[Records of labeled boxes]
— START —

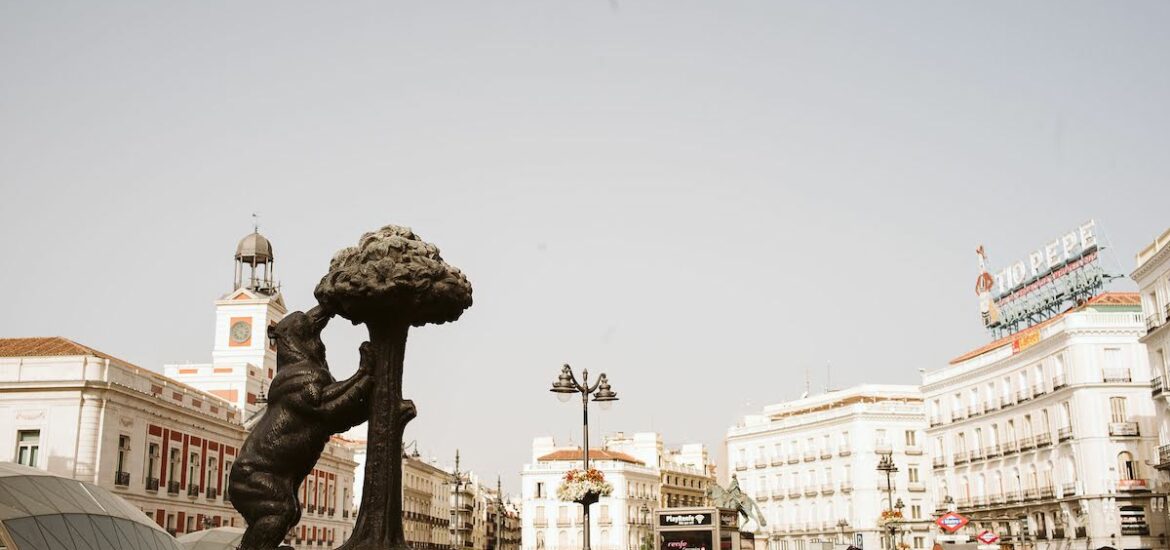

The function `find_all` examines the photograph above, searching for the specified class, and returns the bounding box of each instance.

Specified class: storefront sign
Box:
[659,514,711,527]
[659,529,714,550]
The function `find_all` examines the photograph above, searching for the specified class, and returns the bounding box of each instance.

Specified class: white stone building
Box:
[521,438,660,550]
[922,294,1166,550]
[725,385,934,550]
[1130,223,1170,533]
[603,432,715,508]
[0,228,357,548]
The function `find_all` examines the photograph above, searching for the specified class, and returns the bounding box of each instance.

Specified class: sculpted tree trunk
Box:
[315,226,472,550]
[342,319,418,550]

— END —
— START —

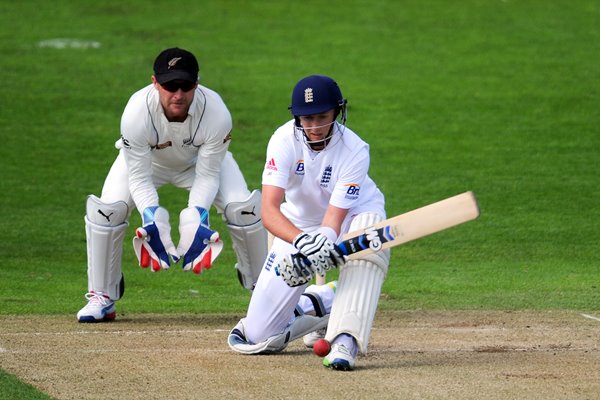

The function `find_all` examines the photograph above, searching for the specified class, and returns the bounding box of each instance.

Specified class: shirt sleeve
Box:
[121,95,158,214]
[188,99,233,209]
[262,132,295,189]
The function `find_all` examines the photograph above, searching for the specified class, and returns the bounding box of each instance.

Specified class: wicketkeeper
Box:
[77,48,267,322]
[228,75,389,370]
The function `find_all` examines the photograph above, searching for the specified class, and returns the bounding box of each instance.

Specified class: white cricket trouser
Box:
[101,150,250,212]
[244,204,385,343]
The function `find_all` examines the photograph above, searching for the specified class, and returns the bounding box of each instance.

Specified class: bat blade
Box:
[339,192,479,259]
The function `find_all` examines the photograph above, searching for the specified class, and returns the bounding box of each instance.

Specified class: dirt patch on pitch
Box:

— END —
— START —

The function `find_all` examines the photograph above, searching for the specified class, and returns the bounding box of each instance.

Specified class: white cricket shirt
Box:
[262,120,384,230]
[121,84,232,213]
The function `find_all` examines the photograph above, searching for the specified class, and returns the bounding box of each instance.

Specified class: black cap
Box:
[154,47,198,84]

— END —

**Task instructions:**
Identify every line in the records above that contains the string "cricket", and copy each such line in full. Case counts.

**Expected output:**
Specified class: white cricket trouser
Specified class: white cricket shirt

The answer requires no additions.